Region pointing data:
* * * * *
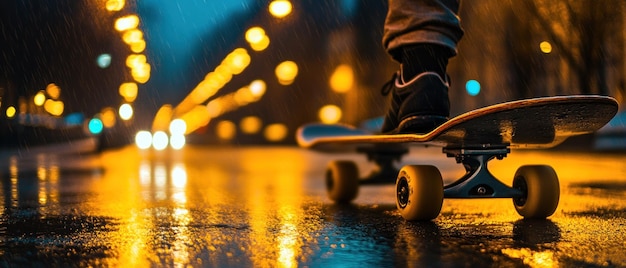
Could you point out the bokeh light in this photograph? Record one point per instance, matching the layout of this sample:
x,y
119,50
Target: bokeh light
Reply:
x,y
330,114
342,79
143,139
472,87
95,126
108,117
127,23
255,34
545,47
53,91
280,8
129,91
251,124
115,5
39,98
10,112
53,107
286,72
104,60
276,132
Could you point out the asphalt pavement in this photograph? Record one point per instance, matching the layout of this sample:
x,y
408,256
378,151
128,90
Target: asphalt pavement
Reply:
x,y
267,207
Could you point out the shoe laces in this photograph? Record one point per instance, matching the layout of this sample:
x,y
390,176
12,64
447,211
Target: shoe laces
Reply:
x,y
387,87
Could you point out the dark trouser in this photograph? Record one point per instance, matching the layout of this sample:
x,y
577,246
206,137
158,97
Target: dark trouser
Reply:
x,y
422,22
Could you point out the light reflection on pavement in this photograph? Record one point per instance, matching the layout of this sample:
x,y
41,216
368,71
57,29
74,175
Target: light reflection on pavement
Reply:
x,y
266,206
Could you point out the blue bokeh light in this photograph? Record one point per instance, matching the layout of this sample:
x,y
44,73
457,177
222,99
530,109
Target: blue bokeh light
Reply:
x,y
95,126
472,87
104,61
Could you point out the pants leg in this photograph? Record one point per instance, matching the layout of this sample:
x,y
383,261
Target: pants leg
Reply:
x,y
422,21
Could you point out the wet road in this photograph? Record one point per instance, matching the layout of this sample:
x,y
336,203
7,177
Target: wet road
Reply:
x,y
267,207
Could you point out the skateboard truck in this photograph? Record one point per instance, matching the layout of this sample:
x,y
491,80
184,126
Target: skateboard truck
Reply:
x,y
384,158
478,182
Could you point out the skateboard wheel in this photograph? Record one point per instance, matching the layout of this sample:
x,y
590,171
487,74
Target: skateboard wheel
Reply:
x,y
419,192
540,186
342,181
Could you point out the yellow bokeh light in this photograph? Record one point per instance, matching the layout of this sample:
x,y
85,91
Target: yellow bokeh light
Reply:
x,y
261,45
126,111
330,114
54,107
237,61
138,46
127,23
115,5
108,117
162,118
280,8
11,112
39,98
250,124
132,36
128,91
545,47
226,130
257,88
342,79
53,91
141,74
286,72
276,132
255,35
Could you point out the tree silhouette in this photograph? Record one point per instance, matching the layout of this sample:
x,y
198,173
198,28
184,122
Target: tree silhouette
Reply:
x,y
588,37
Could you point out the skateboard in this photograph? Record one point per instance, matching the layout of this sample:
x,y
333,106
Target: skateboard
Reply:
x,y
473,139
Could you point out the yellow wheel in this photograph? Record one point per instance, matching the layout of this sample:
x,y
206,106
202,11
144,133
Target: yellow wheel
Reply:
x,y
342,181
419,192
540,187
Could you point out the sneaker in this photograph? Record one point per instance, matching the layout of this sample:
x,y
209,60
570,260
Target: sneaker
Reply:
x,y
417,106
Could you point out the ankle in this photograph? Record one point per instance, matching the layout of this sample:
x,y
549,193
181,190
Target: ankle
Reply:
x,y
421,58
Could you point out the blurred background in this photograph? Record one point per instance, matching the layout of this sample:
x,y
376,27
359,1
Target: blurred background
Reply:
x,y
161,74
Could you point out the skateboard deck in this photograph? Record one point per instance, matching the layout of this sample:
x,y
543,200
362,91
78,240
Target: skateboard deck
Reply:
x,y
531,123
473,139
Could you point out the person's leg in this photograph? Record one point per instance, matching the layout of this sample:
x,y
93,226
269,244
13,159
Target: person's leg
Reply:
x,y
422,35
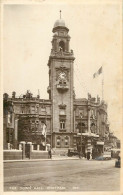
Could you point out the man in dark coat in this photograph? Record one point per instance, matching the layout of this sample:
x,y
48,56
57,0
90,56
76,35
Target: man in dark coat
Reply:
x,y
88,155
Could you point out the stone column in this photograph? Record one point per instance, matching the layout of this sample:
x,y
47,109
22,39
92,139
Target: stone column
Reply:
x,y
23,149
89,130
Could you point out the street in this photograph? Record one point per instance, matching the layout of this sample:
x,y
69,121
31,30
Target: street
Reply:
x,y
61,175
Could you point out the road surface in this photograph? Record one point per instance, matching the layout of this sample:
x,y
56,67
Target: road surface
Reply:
* * * * *
### Work required
Please return only the lines from the one holding "Could you point out the sneaker" through the end of the data, both ends included; do not copy any pictures.

### Your solution
Could you point out the sneaker in this photograph? Record one point per instance, matching the layout of this sample:
x,y
209,60
570,260
Target: sneaker
Reply:
x,y
417,106
Could you point out the ankle in this photograph? Record one point per instance, matching the layout of this sample:
x,y
549,193
181,190
Target: ankle
Reply:
x,y
421,58
Could you point out the blurred background in this photograph? Record one point per instance, matching the layout of this sample:
x,y
376,27
359,1
Target: blurred background
Reply:
x,y
161,74
Could you point out the skateboard deck in this photograph? Record one point per instance, matching the layout of this sample:
x,y
543,200
362,91
78,240
Target: skateboard deck
Reply:
x,y
531,123
473,139
Could you point out the person's leg in this photograph? Record one point per instance, matching the layout of this sample:
x,y
93,226
269,244
13,159
Target: person's leg
Reply:
x,y
422,35
Could you point out the man in dark coat in this photograph? Record one point per instance, matching the layout of this sample:
x,y
48,56
57,0
90,56
76,35
Target: man in dark coat
Reply:
x,y
88,155
Could you point out the stone column in this photograph? Record one point per instance, matching the layout of this sample:
x,y
47,109
22,39
92,139
Target: stone column
Reply:
x,y
23,149
89,130
Could you point out the street in this photograph? Record one point per instance, matching the layout of this sample:
x,y
69,121
31,30
Target: street
Reply:
x,y
61,175
Could you point out the road surface in this photograph? Record one point per instance, matching the layout of this sample:
x,y
56,67
Target: road surface
Reply:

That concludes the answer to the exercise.